Aim: Pictures do not belong in the copy; restate the records below word for word.

--- begin Provided information ---

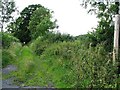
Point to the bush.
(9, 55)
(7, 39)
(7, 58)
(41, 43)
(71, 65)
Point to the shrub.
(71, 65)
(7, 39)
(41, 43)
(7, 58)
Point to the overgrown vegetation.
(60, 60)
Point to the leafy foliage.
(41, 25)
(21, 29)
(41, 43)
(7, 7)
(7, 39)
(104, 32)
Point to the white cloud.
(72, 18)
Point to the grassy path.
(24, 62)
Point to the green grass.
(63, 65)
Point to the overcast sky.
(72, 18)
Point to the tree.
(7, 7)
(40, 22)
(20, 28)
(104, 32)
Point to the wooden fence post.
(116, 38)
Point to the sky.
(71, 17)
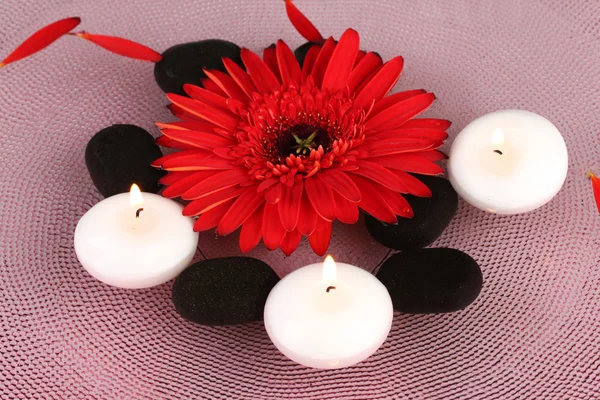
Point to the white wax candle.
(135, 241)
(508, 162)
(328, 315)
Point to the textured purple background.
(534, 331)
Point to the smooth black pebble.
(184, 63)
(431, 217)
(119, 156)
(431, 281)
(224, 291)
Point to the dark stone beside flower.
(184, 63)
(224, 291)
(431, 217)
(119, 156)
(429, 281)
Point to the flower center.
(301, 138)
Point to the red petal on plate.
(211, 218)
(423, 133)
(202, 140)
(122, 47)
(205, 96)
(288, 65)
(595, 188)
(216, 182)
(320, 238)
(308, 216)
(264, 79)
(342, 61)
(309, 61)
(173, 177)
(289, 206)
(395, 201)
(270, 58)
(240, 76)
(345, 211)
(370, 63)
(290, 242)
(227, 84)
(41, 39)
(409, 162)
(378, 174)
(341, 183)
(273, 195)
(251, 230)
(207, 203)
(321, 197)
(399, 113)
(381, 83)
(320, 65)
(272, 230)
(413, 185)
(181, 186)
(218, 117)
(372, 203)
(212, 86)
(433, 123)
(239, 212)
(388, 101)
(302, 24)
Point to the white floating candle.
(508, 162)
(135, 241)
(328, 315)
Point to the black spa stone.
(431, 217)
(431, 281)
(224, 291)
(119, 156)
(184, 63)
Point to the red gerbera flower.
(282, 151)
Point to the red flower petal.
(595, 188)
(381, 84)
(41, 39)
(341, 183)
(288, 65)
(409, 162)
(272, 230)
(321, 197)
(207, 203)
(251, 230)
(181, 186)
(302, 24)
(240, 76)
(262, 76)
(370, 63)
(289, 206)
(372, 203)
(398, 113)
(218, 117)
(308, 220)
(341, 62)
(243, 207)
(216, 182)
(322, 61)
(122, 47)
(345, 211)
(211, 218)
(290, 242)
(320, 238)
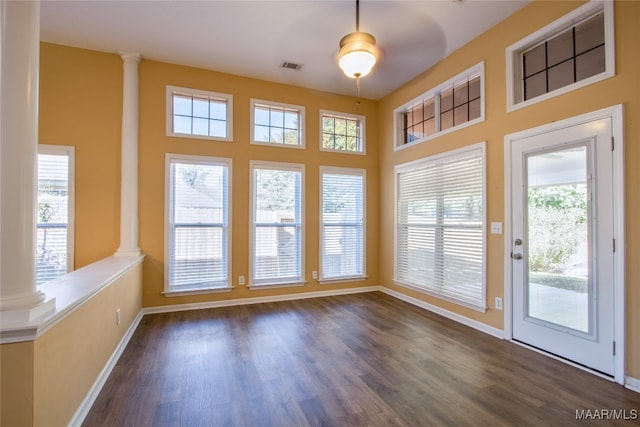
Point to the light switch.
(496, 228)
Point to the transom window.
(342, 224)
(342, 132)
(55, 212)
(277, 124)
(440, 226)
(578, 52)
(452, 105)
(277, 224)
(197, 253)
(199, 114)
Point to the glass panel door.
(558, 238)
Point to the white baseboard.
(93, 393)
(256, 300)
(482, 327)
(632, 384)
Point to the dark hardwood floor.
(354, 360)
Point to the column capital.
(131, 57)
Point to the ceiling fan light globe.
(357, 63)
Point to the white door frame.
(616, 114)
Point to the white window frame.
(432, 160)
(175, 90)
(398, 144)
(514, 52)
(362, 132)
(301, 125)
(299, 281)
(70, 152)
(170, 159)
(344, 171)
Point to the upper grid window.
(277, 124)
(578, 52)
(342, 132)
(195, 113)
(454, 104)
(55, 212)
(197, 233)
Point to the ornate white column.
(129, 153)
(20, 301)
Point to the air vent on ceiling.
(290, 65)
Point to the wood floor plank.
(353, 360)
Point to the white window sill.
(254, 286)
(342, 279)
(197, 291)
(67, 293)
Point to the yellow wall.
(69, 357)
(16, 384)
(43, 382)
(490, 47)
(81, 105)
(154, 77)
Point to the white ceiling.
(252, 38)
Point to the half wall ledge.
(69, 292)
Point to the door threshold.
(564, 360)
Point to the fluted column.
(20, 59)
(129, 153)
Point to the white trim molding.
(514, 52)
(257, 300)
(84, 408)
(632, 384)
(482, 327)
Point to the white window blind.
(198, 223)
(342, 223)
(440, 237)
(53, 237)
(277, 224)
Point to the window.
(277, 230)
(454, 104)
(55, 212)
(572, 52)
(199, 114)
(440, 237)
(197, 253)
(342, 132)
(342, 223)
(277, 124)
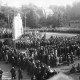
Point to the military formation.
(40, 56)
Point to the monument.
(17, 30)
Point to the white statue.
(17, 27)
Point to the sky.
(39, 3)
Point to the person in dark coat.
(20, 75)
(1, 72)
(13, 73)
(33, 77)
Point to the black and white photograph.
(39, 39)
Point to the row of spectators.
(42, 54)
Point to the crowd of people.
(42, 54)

--- end Provided information ---

Task output:
Point to the bush.
(9, 55)
(7, 39)
(7, 58)
(41, 43)
(71, 65)
Point to the shrub.
(71, 65)
(7, 39)
(41, 43)
(7, 58)
Point to the overgrown vegetation.
(60, 60)
Point to the leafy foliage.
(41, 25)
(21, 29)
(41, 43)
(7, 7)
(7, 39)
(104, 32)
Point to the white cloud.
(72, 18)
Point to the grassy path.
(24, 62)
Point to the green grass.
(63, 65)
Point to the overcast sky.
(72, 18)
Point to the tree.
(7, 7)
(40, 22)
(20, 28)
(104, 32)
Point to the wooden fence post.
(116, 38)
Point to the sky.
(71, 17)
Point to the white wax candle.
(135, 241)
(508, 162)
(328, 315)
Point to the textured purple background.
(534, 331)
Point to the smooth black pebble.
(184, 63)
(431, 217)
(119, 156)
(431, 281)
(224, 291)
Point to the dark stone beside flower.
(184, 63)
(224, 291)
(431, 217)
(119, 156)
(429, 281)
Point to the flower center.
(301, 138)
Point to the red petal on plate.
(211, 218)
(423, 133)
(202, 140)
(122, 47)
(205, 96)
(288, 65)
(595, 188)
(216, 182)
(320, 238)
(308, 216)
(264, 79)
(342, 61)
(309, 61)
(173, 177)
(289, 206)
(395, 201)
(270, 58)
(240, 76)
(345, 211)
(370, 63)
(290, 242)
(227, 84)
(41, 39)
(409, 162)
(378, 174)
(341, 183)
(273, 195)
(251, 230)
(207, 203)
(321, 197)
(399, 113)
(381, 83)
(320, 65)
(272, 230)
(413, 185)
(181, 186)
(218, 117)
(372, 203)
(212, 86)
(433, 123)
(239, 212)
(388, 101)
(302, 24)
Point to the white floating candle.
(508, 162)
(135, 241)
(328, 315)
Point to the black spa stone.
(431, 217)
(431, 281)
(224, 291)
(119, 156)
(184, 63)
Point to the red gerbera flower.
(282, 151)
Point to the red flower petal.
(595, 188)
(381, 84)
(41, 39)
(341, 183)
(288, 65)
(409, 162)
(272, 230)
(321, 197)
(207, 203)
(251, 230)
(181, 186)
(302, 24)
(240, 76)
(262, 76)
(370, 63)
(289, 206)
(372, 203)
(398, 113)
(218, 117)
(308, 220)
(341, 62)
(243, 207)
(216, 182)
(322, 61)
(122, 47)
(345, 211)
(211, 218)
(290, 242)
(320, 238)
Point to the light switch.
(496, 228)
Point to the transom window.
(342, 224)
(342, 132)
(55, 212)
(277, 124)
(440, 226)
(578, 52)
(452, 105)
(277, 224)
(197, 253)
(199, 114)
Point to the glass panel door.
(558, 238)
Point to the white baseboard.
(93, 393)
(256, 300)
(482, 327)
(632, 384)
Point to the dark hardwood floor.
(354, 360)
Point to the column capital.
(131, 57)
Point to the ceiling fan light globe.
(357, 63)
Point to the white door frame.
(616, 114)
Point to the white window frame.
(432, 160)
(175, 90)
(398, 144)
(514, 52)
(362, 132)
(301, 125)
(299, 281)
(70, 152)
(170, 159)
(344, 171)
Point to the upper grid window.
(277, 124)
(578, 52)
(342, 132)
(195, 113)
(454, 104)
(55, 212)
(197, 233)
Point to the ornate white column.
(129, 153)
(20, 301)
Point to the air vent on ceiling.
(290, 65)
Point to the wood floor plank.
(353, 360)
Point to the white window sill.
(254, 286)
(342, 279)
(197, 291)
(67, 293)
Point to the yellow wall.
(69, 357)
(16, 384)
(43, 382)
(490, 47)
(81, 105)
(154, 77)
Point to the white ceiling.
(252, 38)
Point to the half wall ledge.
(69, 292)
Point to the door threshold.
(564, 360)
Point to the fluted column.
(20, 59)
(129, 153)
Point to the white trim molding.
(514, 52)
(257, 300)
(84, 408)
(632, 384)
(482, 327)
Point to the white window blind.
(198, 223)
(342, 223)
(440, 237)
(53, 237)
(277, 224)
Point to the window.
(277, 230)
(454, 104)
(55, 212)
(572, 52)
(199, 114)
(440, 237)
(197, 253)
(342, 132)
(342, 223)
(277, 124)
Point to the military formation.
(40, 56)
Point to the monument.
(17, 30)
Point to the white statue.
(17, 27)
Point to the sky.
(39, 3)
Point to the person in dark coat.
(20, 75)
(1, 72)
(13, 73)
(33, 77)
Point to the black and white photograph.
(39, 39)
Point to the row of spectators.
(42, 54)
Point to the crowd of people.
(42, 54)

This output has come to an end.